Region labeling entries
--- Start ---

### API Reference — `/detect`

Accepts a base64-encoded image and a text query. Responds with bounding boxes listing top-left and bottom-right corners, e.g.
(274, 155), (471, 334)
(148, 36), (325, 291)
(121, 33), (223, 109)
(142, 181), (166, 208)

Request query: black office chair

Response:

--- End ---

# Goal
Please reproduce all of the entries above exactly as they appear, keeping every line intact.

# Response
### API Reference — `/detect`

Accepts a base64-encoded image and a text query. Responds with bounding boxes listing top-left and bottom-right corners, e.g.
(274, 155), (471, 334)
(148, 36), (325, 291)
(121, 33), (223, 109)
(142, 181), (166, 208)

Request query: black office chair

Response:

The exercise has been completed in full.